This guide is a great starting point for anyone looking to understand machine learning basics, especially Linear Regression. If you have any questions or need further clarification, feel free to ask!
FAQs
Why Linear Regression?
Linear Regression is an excellent starting point for beginners because:
Simplicity: It’s easy to understand and implement.
Interpretable: The results are easy to interpret, making them ideal for explaining basic machine learning algorithm concepts.
Foundational: Many complex algorithms build on the concepts introduced in Linear Regression.
What is a machine learning algorithm in simple terms?
A machine learning algorithm is a set of instructions that helps a computer learn from data and make decisions. It’s like a recipe that guides the computer to predict outcomes.
How does Linear Regression work in machine learning?
Linear Regression works by finding a straight line that best represents the relationship between two variables, like house size and price, and uses this line to make predictions.
What are the key terms to know in Linear Regression?
Key terms include dependent and independent variables, slope, intercept, and the regression line, all of which help in making accurate predictions.
How to improve the linear regression model
To improve your linear regression model or provide more insights into its performance, you could explore further
1. Exploring Additional Features
- Add More Features: If you have more data, consider including additional variables (features) that might influence bicycle rentals, such as:
- Humidity: Higher humidity may reduce rentals.
- Day of the Week: Weekends may see higher rentals.
- Precipitation: Rainy days may result in fewer rentals.

***

EXERCISE 1
In the records, repeat everything from the line containing "Each instance receives one keypoint. Mark the green sepal" down to the end, swapping "Query" for "Target" and keeping all else the same.

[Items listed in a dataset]

***

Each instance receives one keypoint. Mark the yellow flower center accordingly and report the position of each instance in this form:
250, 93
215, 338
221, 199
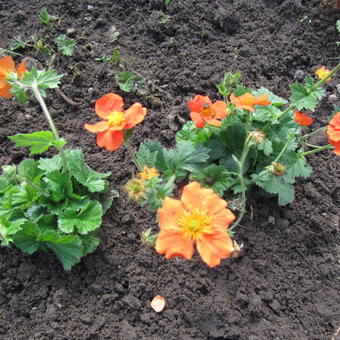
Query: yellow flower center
148, 173
116, 119
322, 73
195, 224
207, 111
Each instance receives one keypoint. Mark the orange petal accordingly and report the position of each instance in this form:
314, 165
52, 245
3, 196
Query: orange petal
21, 69
158, 303
213, 122
7, 66
262, 100
222, 219
220, 109
172, 244
134, 115
111, 140
197, 104
213, 248
98, 127
5, 90
197, 119
169, 213
193, 196
109, 103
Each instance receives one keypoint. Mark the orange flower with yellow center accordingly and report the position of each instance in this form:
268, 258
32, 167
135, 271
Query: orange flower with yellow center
148, 173
7, 66
247, 101
302, 118
110, 131
199, 218
203, 110
333, 133
323, 72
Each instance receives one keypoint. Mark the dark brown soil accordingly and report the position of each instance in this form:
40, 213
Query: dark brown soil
286, 283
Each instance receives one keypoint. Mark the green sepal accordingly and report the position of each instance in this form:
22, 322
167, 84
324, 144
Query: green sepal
37, 142
306, 97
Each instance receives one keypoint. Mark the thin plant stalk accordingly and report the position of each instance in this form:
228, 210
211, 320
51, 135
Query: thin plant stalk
53, 128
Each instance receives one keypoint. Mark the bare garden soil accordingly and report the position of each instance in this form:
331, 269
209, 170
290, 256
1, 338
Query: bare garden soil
285, 285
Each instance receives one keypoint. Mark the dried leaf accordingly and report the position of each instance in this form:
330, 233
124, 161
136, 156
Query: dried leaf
158, 303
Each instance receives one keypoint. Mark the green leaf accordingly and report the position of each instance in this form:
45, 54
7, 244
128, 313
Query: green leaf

***

EXERCISE 2
In the linear regression guide, what is a machine learning algorithm compared to?

TASK ANSWER 1
Each instance receives one keypoint. Mark the green sepal accordingly and report the position of each instance in this form:
22, 322
167, 84
324, 144
Target: green sepal
37, 142
306, 97
Each instance receives one keypoint. Mark the thin plant stalk accordingly and report the position of each instance in this form:
228, 210
211, 320
51, 135
Target: thin plant stalk
53, 128
Each instance receives one keypoint. Mark the bare garden soil accordingly and report the position of each instance in this form:
331, 269
209, 170
290, 256
1, 338
Target: bare garden soil
285, 285
Each instance receives one keypoint. Mark the dried leaf accordingly and report the position of each instance in this form:
330, 233
124, 161
136, 156
Target: dried leaf
158, 303
Each instance receives one keypoint. Mark the green leaf accordingly and report the position of each instance in this form:
45, 54
7, 244
128, 313
Target: green leaf

TASK ANSWER 2
A recipe that guides the computer to predict outcomes.